- Challenges:
(A) Set down the job description below word for word, everything from "- Design and" down to "of data processes.".
(B) Resume the data engineering job description below, starting right after its last line.

- Excerpted passage:
——

Roles and Responsibilities :
- Design, build, and optimize scalable ETL pipelines using Apache Airflow or similar frameworks to process and transform large datasets efficiently.
- Utilize Spark (PySpark), Kafka, Flink, or similar tools to enable distributed data processing and real-time streaming solutions.
- Deploy, manage, and optimize data infrastructure on cloud platforms such as AWS, GCP, or Azure, ensuring security, scalability, and cost-effectiveness.
- Design and implement robust data models, ensuring data consistency, integrity, and performance across warehouses and lakes.
- Enhance query performance through indexing, partitioning, and tuning techniques for large-scale datasets.
- Manage cloud-based storage solutions (Amazon S3, Google Cloud Storage, Azure Blob Storage) and ensure data governance, security, and compliance.
- Work closely with data scientists, analysts, and software engineers to support data-driven decision-making, while maintaining thorough documentation of data processes.
Ideal candidate
- Strong proficiency in Python and SQL, with additional experience in languages such as Java or Scala.

——

- Listing:
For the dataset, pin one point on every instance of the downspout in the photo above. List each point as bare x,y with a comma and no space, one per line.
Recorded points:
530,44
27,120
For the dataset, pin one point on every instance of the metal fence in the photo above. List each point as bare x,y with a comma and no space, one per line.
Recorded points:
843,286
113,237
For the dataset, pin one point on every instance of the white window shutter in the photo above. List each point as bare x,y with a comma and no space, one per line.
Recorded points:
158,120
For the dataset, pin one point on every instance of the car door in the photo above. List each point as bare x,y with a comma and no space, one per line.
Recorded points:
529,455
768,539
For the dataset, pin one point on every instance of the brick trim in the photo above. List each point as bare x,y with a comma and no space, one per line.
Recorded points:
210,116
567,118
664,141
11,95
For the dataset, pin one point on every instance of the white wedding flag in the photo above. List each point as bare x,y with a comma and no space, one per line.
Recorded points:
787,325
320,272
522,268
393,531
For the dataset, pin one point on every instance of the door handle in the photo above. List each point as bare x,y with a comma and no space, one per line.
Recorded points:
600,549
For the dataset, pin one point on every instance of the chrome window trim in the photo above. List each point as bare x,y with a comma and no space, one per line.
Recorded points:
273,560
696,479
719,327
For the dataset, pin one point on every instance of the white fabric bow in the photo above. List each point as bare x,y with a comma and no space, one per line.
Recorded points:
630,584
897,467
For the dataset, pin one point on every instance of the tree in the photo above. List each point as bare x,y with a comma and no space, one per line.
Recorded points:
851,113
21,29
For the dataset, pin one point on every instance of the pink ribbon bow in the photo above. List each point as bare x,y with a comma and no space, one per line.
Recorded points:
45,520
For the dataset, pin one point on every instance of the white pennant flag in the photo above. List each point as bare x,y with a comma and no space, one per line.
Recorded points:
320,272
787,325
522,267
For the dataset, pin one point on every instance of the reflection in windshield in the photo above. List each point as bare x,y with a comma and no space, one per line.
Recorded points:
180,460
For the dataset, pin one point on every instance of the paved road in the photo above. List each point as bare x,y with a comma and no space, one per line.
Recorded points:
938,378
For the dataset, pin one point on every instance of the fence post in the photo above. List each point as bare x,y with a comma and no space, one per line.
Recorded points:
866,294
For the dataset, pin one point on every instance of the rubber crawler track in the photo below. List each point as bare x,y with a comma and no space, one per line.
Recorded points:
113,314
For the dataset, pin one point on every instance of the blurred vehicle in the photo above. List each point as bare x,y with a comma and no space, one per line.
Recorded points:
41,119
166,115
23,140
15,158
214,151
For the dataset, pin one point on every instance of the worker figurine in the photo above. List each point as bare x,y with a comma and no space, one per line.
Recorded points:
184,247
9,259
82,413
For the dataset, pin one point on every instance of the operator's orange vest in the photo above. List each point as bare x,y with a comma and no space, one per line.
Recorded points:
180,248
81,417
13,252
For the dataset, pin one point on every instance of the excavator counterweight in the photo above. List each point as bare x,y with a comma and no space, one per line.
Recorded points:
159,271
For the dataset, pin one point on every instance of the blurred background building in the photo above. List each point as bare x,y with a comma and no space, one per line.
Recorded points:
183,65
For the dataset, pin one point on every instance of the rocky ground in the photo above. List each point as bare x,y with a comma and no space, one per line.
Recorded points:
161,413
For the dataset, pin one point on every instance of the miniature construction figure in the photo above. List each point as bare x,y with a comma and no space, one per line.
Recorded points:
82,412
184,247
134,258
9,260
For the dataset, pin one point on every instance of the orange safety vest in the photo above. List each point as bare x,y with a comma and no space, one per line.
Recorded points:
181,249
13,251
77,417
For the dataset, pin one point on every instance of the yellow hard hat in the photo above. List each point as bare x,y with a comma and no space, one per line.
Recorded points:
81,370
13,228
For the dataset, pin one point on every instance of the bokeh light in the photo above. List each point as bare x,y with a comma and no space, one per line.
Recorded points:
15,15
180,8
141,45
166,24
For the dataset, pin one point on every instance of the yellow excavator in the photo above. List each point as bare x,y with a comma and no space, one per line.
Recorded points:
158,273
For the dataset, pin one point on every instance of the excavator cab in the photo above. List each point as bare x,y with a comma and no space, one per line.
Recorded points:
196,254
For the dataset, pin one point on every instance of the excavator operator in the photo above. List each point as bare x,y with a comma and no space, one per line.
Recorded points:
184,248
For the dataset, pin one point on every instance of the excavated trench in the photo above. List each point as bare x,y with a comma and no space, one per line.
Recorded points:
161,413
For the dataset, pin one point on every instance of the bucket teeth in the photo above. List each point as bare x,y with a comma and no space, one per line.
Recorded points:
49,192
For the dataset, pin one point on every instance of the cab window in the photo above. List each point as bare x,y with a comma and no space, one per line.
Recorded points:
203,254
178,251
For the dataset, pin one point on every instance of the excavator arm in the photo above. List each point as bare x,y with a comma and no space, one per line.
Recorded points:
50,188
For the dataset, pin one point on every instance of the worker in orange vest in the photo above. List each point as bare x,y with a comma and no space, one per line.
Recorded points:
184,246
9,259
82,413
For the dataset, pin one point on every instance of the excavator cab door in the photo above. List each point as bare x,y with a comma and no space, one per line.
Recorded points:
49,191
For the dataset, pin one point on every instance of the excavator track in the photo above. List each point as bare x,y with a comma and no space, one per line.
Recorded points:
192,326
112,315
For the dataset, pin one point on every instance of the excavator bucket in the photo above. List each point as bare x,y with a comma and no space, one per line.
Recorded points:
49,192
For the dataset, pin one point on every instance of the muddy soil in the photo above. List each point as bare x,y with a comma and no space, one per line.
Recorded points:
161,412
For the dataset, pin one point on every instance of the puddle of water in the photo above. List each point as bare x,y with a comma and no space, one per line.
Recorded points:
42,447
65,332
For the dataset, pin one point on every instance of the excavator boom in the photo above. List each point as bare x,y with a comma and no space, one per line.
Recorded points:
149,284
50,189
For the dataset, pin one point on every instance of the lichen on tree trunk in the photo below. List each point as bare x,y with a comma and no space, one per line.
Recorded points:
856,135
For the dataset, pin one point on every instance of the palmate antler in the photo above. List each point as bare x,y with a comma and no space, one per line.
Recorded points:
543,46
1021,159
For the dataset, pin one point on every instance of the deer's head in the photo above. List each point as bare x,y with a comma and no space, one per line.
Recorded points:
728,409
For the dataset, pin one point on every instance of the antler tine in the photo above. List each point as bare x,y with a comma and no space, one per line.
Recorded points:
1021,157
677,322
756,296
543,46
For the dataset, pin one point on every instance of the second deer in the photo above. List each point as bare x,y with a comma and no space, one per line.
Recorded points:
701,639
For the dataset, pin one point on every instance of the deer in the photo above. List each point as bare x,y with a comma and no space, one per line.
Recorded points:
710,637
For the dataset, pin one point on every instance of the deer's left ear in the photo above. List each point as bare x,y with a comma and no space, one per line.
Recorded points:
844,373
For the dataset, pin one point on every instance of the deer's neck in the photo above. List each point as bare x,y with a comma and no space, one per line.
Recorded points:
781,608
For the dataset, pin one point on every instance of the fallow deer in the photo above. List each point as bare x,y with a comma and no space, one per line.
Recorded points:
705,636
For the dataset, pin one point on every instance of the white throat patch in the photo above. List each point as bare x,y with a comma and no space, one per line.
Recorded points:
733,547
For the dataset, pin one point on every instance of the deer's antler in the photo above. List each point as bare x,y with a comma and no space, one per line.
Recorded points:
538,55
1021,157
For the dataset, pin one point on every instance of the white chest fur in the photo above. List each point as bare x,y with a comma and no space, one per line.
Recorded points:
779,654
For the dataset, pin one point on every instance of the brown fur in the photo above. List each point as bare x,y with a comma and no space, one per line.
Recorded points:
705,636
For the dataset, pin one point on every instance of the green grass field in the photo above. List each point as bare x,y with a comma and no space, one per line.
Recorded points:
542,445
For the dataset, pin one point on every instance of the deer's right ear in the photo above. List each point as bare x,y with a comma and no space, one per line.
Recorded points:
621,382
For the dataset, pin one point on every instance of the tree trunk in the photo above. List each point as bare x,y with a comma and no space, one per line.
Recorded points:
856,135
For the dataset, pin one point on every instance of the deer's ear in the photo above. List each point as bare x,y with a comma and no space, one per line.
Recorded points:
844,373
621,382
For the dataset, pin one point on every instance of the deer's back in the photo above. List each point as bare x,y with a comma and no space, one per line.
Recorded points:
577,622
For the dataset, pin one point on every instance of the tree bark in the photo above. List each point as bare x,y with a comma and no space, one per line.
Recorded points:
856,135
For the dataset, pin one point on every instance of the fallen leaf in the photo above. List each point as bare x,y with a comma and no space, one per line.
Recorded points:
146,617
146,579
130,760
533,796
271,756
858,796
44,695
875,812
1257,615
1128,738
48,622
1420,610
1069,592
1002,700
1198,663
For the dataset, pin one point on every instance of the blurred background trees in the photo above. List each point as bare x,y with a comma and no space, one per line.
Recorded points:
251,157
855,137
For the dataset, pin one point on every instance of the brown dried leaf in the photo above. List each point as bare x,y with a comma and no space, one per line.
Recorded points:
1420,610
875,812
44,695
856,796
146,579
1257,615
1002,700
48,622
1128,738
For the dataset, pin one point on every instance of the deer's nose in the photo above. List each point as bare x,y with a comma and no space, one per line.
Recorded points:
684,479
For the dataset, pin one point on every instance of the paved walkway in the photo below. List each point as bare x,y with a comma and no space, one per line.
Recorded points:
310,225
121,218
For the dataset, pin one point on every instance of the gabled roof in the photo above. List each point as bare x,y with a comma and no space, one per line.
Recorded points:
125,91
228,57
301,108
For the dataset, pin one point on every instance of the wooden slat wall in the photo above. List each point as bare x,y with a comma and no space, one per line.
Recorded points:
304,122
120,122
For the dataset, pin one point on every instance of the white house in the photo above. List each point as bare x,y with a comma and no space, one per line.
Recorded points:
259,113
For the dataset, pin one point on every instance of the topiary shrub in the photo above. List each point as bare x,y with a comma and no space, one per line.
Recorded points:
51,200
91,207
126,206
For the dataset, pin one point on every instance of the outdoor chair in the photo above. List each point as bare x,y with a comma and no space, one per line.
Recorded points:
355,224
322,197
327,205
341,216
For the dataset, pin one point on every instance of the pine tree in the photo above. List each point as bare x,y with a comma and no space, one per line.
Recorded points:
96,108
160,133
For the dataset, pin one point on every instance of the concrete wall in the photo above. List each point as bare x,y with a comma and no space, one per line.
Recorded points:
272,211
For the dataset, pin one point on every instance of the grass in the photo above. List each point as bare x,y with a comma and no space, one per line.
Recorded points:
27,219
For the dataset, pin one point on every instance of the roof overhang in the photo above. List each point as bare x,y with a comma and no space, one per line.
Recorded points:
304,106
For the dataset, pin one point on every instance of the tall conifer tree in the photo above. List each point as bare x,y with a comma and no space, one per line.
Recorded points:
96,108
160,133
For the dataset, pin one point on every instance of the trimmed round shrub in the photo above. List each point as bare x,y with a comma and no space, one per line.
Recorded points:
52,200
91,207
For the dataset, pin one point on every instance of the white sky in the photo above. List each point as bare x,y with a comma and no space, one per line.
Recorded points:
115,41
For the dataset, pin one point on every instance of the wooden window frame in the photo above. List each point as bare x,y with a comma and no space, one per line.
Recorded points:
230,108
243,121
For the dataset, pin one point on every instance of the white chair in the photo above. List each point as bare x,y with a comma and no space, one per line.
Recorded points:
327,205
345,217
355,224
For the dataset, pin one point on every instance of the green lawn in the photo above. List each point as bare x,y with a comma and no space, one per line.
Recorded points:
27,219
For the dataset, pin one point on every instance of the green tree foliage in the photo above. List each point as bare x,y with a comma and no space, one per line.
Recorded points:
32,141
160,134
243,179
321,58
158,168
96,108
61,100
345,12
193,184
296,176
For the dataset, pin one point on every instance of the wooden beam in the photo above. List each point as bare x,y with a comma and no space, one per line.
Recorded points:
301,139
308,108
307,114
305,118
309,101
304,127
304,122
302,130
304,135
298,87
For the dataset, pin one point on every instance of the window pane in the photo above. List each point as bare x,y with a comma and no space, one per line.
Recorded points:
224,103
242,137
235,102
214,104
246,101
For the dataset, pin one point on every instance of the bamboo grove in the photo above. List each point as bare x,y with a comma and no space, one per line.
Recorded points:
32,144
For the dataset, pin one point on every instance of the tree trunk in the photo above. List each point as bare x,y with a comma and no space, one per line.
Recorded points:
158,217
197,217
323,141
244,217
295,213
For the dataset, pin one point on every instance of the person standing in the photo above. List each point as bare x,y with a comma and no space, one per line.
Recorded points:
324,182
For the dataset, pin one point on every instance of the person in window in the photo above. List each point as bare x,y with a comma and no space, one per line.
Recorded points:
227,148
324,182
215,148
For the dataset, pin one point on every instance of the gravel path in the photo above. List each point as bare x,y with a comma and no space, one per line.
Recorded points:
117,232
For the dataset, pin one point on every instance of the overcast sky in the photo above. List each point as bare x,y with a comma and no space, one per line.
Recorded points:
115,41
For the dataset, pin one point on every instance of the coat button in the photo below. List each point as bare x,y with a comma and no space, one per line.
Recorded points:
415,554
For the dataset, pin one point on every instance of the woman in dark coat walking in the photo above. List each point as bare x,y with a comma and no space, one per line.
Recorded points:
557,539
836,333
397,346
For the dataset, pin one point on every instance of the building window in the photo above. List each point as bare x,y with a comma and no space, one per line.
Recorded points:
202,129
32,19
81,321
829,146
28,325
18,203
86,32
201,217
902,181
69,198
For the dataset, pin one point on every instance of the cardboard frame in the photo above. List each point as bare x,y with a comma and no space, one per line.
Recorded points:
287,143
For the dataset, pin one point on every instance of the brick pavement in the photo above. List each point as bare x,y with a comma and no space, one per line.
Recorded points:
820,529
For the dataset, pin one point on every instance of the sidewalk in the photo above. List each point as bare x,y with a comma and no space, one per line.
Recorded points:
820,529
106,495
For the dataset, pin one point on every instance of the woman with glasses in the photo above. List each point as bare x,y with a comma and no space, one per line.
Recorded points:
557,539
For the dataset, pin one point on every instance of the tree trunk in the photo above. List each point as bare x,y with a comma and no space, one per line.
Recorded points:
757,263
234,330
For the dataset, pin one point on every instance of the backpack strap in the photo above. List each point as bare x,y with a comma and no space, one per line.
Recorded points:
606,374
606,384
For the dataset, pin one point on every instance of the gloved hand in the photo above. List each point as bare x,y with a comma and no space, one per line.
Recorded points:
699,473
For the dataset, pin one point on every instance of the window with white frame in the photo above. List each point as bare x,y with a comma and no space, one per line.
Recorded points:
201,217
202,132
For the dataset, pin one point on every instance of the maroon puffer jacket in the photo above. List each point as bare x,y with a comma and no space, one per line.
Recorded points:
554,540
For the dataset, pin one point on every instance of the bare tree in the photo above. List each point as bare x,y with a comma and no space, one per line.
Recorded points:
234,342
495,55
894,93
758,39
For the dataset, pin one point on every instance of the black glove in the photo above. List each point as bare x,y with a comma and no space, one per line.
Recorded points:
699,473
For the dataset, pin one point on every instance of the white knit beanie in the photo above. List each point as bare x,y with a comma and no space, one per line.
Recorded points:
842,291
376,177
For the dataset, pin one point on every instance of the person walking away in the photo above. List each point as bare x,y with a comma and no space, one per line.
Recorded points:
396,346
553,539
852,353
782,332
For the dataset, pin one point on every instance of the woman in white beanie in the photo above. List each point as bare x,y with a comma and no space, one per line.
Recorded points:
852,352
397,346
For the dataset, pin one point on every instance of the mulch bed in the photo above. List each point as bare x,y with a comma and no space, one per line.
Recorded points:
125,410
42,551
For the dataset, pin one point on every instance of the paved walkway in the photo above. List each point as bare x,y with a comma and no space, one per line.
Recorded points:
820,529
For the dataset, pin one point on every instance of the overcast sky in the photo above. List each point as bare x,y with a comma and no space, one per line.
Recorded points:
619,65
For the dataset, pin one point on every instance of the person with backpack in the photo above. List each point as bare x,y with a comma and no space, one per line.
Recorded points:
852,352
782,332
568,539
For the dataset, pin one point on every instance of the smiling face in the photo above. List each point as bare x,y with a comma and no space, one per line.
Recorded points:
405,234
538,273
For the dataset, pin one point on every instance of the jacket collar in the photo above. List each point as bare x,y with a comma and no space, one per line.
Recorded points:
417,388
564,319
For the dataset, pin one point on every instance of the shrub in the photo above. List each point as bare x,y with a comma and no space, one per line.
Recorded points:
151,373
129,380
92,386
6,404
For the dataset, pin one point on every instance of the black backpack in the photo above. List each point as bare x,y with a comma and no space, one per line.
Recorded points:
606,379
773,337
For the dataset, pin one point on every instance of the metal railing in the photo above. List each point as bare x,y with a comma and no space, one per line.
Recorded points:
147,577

——

- Per-task answers:
(A)
- Design and implement robust data models, ensuring data consistency, integrity, and performance across warehouses and lakes.
- Enhance query performance through indexing, partitioning, and tuning techniques for large-scale datasets.
- Manage cloud-based storage solutions (Amazon S3, Google Cloud Storage, Azure Blob Storage) and ensure data governance, security, and compliance.
- Work closely with data scientists, analysts, and software engineers to support data-driven decision-making, while maintaining thorough documentation of data processes.

(B)
- Hands-on experience with frameworks like Spark (PySpark), Kafka, Apache Hudi, Iceberg, Apache Flink, or similar tools for distributed data processing and real-time streaming.
- Familiarity with cloud platforms like AWS, Google Cloud Platform (GCP), or Microsoft Azure for building and managing data infrastructure.
- Strong understanding of data warehousing concepts and data modeling principles.
- Experience with ETL tools such as Apache Airflow or comparable data transformation frameworks.
- Proficiency in working with data lakes and cloud based storage solutions like Amazon S3, Google Cloud Storage, or Azure Blob Storage.
- Expertise in Git for version control and collaborative coding.
- Expertise in performance tuning for large-scale data processing, including partitioning, indexing, and query optimization.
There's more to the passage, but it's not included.